» TASK OBJECTIVE:
Reproduce every one of the records below with "vertex pairs" changed to "coordinate pairs" wherever it occurs, keeping all other text unchanged. Omit the pictures from your output.

» MATERIAL PROVIDED:
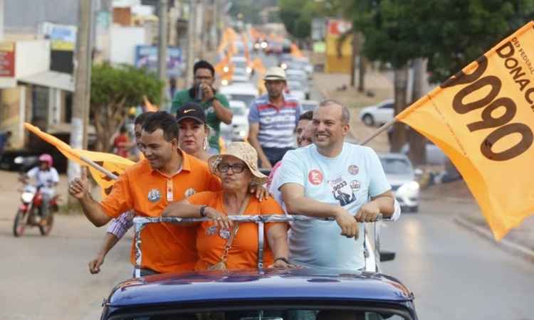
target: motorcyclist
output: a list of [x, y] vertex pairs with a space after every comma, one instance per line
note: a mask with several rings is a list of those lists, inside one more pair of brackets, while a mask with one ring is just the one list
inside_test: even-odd
[[43, 154], [39, 156], [39, 165], [31, 169], [26, 174], [27, 178], [35, 179], [37, 186], [41, 187], [43, 196], [43, 205], [41, 212], [41, 224], [46, 224], [48, 215], [50, 201], [56, 196], [56, 186], [59, 182], [59, 175], [56, 168], [52, 166], [52, 156]]

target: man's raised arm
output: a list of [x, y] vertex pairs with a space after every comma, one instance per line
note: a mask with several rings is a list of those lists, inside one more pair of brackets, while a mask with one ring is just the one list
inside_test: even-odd
[[81, 178], [76, 178], [70, 182], [68, 193], [80, 201], [83, 213], [95, 226], [101, 227], [111, 220], [111, 217], [104, 213], [102, 205], [96, 202], [89, 194], [87, 172], [85, 169], [82, 171]]

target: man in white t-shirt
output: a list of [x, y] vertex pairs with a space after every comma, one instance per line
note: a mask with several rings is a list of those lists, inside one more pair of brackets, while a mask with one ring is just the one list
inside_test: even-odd
[[[348, 110], [327, 100], [313, 112], [313, 144], [288, 151], [279, 169], [287, 211], [335, 221], [295, 221], [289, 257], [307, 267], [365, 267], [362, 222], [396, 218], [394, 197], [380, 161], [369, 147], [345, 142]], [[359, 236], [358, 236], [359, 235]], [[354, 238], [357, 237], [355, 240]]]
[[43, 195], [42, 210], [41, 210], [42, 223], [46, 223], [45, 218], [48, 214], [48, 203], [56, 196], [56, 186], [59, 182], [59, 175], [56, 168], [52, 166], [53, 160], [48, 154], [39, 156], [39, 166], [31, 169], [26, 175], [29, 178], [35, 179], [37, 186], [41, 186]]

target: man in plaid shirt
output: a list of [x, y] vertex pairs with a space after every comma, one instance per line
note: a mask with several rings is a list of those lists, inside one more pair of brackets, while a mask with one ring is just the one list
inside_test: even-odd
[[[152, 112], [145, 112], [138, 115], [134, 122], [134, 132], [135, 135], [135, 143], [139, 142], [141, 137], [141, 131], [142, 124], [147, 117]], [[104, 243], [96, 257], [89, 262], [89, 272], [92, 274], [100, 272], [100, 266], [104, 263], [104, 257], [109, 252], [112, 247], [122, 238], [132, 225], [133, 225], [133, 218], [135, 213], [133, 210], [126, 211], [117, 219], [111, 221], [108, 230], [106, 230]]]

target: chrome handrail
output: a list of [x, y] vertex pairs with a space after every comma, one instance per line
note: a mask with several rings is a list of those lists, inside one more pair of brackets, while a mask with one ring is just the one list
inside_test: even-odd
[[[325, 221], [333, 221], [335, 219], [333, 218], [313, 218], [313, 217], [308, 217], [305, 215], [229, 215], [229, 219], [234, 221], [234, 222], [252, 222], [257, 223], [258, 225], [258, 227], [261, 226], [262, 230], [263, 230], [265, 223], [276, 223], [276, 222], [291, 222], [291, 221], [305, 221], [305, 220], [325, 220]], [[389, 219], [384, 219], [381, 216], [379, 217], [379, 219], [377, 220], [378, 221], [383, 221], [383, 220], [389, 220]], [[141, 261], [142, 260], [142, 252], [141, 250], [141, 232], [142, 231], [143, 228], [147, 225], [150, 223], [197, 223], [197, 222], [204, 222], [204, 221], [211, 221], [211, 219], [208, 218], [178, 218], [178, 217], [135, 217], [133, 219], [133, 225], [134, 225], [134, 229], [135, 231], [134, 242], [135, 245], [135, 272], [134, 275], [136, 278], [138, 278], [141, 277]], [[373, 253], [375, 256], [375, 260], [376, 260], [376, 268], [379, 268], [379, 262], [380, 261], [380, 252], [379, 252], [379, 239], [377, 239], [379, 236], [379, 232], [378, 232], [378, 227], [377, 225], [378, 223], [375, 223], [375, 243], [373, 247]], [[367, 238], [367, 230], [364, 228], [364, 230], [365, 230], [365, 235], [363, 235], [364, 239]], [[262, 269], [263, 268], [263, 232], [258, 232], [258, 246], [261, 245], [261, 248], [258, 248], [261, 250], [258, 250], [258, 268]], [[261, 238], [261, 239], [260, 239]], [[365, 240], [364, 240], [365, 241]], [[259, 257], [259, 255], [261, 255], [262, 257]]]

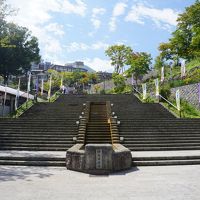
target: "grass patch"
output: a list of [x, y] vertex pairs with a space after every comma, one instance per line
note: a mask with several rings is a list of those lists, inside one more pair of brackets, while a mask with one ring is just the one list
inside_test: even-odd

» RESPONSE:
target: motorcyclist
output: a list of [x, y] coordinate pairs with a space after every comma, one instance per line
note: a mask with several rings is a list of those lists, inside one more pair of brackets, while a mask with one ring is just the one list
inside_test: even-odd
[[43, 154], [39, 156], [39, 165], [31, 169], [26, 174], [27, 178], [35, 179], [37, 186], [41, 187], [43, 196], [43, 205], [41, 212], [41, 224], [46, 224], [48, 215], [50, 201], [56, 196], [56, 186], [59, 182], [59, 175], [56, 168], [52, 166], [52, 156]]

target: man's raised arm
output: a list of [x, y] coordinate pairs with a space after every comma, one instance per line
note: a mask with several rings is a list of those lists, inside one more pair of brackets, while a mask with one ring is just the one list
inside_test: even-odd
[[81, 178], [76, 178], [70, 182], [68, 193], [80, 201], [83, 213], [95, 226], [101, 227], [111, 220], [111, 217], [104, 213], [102, 205], [96, 202], [89, 194], [87, 172], [85, 169], [82, 171]]

target: man in white t-shirt
output: a list of [x, y] coordinate pairs with a space after every comma, one instance per line
note: a mask with several rings is a list of those lists, inside one more pair of brackets, while a mask with one ring is just the one list
inside_test: even-odd
[[[348, 110], [327, 100], [313, 112], [313, 144], [288, 151], [279, 169], [287, 211], [335, 221], [295, 221], [289, 257], [307, 267], [365, 267], [362, 222], [396, 218], [394, 197], [380, 161], [369, 147], [345, 142]], [[359, 236], [358, 236], [359, 235]], [[354, 238], [357, 237], [355, 240]]]
[[43, 195], [42, 210], [41, 210], [42, 223], [46, 223], [45, 218], [48, 214], [48, 203], [56, 196], [56, 186], [59, 182], [59, 175], [56, 168], [52, 166], [53, 160], [48, 154], [39, 156], [39, 166], [31, 169], [26, 175], [29, 178], [35, 179], [37, 186], [41, 186]]

target: man in plaid shirt
output: a list of [x, y] coordinate pairs with a space after every comma, one instance per line
note: a mask with several rings is a list of those lists, inside one more pair of brackets, while a mask with one ring is just the one list
inside_test: even-odd
[[[152, 112], [145, 112], [138, 115], [134, 122], [134, 132], [135, 135], [135, 143], [139, 142], [141, 137], [141, 131], [142, 124], [147, 117]], [[104, 243], [96, 257], [89, 262], [89, 272], [92, 274], [100, 272], [100, 266], [104, 263], [104, 257], [109, 252], [112, 247], [122, 238], [132, 225], [133, 225], [133, 218], [135, 213], [133, 210], [126, 211], [117, 219], [111, 221], [108, 230], [106, 230]]]

target: chrome handrail
output: a list of [x, y] coordinate pairs with a space after every comma, one instance per line
note: a mask with several rings is a list of those lists, inside one more pair of brackets, while a mask with one ring is just the one list
inside_test: even-odd
[[[325, 221], [333, 221], [335, 219], [333, 218], [313, 218], [313, 217], [308, 217], [305, 215], [229, 215], [229, 219], [234, 221], [234, 222], [252, 222], [257, 223], [258, 225], [258, 227], [261, 226], [262, 230], [263, 230], [265, 223], [276, 223], [276, 222], [291, 222], [291, 221], [305, 221], [305, 220], [325, 220]], [[389, 219], [384, 219], [381, 216], [379, 217], [379, 219], [377, 220], [378, 221], [383, 221], [383, 220], [389, 220]], [[141, 261], [142, 260], [142, 252], [141, 250], [141, 232], [142, 231], [143, 228], [147, 225], [150, 223], [197, 223], [197, 222], [204, 222], [204, 221], [211, 221], [211, 219], [208, 218], [178, 218], [178, 217], [135, 217], [133, 219], [133, 225], [134, 225], [134, 229], [135, 231], [134, 242], [135, 245], [135, 272], [134, 275], [136, 278], [138, 278], [141, 277]], [[373, 253], [375, 256], [375, 260], [376, 260], [376, 268], [379, 268], [379, 262], [380, 261], [380, 252], [379, 252], [379, 239], [377, 239], [379, 236], [379, 232], [378, 232], [378, 227], [377, 225], [378, 223], [375, 223], [375, 243], [373, 247]], [[367, 238], [367, 230], [364, 228], [364, 230], [365, 230], [365, 235], [363, 235], [364, 239]], [[262, 269], [263, 268], [263, 232], [258, 232], [258, 246], [261, 245], [261, 248], [258, 248], [261, 250], [258, 250], [258, 268]], [[261, 238], [261, 239], [260, 239]], [[365, 240], [364, 240], [365, 241]], [[259, 257], [259, 255], [261, 255], [262, 257]]]

target: "grass patch"
output: a list of [x, y] coordinate pairs with a space after every comma, one instance per line
note: a mask with several rings is a list of those lists, inside one more pair of brackets, while a mask with one ring is just the one list
inside_test: even-odd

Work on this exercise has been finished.